Entries from a dataset
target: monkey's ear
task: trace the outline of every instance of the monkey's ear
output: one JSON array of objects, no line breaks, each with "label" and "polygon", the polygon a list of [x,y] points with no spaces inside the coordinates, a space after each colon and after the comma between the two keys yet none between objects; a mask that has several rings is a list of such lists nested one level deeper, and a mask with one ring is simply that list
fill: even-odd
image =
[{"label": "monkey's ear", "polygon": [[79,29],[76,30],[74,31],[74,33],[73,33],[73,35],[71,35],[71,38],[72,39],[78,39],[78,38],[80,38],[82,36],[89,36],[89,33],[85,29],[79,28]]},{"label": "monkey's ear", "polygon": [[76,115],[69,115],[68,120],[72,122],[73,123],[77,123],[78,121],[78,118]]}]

- DIRECTION: Output the lines above verbatim and in full.

- OUTPUT FOR THIS EXERCISE:
target: monkey's ear
task: trace the outline of every instance of the monkey's ear
output: one JSON array of objects, no line breaks, each with "label" and "polygon", the polygon a list of [x,y] points with no spaces inside the coordinates, a space after each colon and after the comma between the two keys yet none between objects; a mask that has several rings is a list of such lists nested one level deeper, and a mask with one ring is simply that list
fill: even-odd
image =
[{"label": "monkey's ear", "polygon": [[79,29],[76,30],[74,31],[74,33],[73,33],[73,35],[71,35],[71,38],[72,39],[78,39],[78,38],[80,38],[82,36],[89,36],[89,33],[85,29],[79,28]]},{"label": "monkey's ear", "polygon": [[76,115],[69,115],[68,120],[72,122],[73,123],[77,123],[78,121],[78,118]]}]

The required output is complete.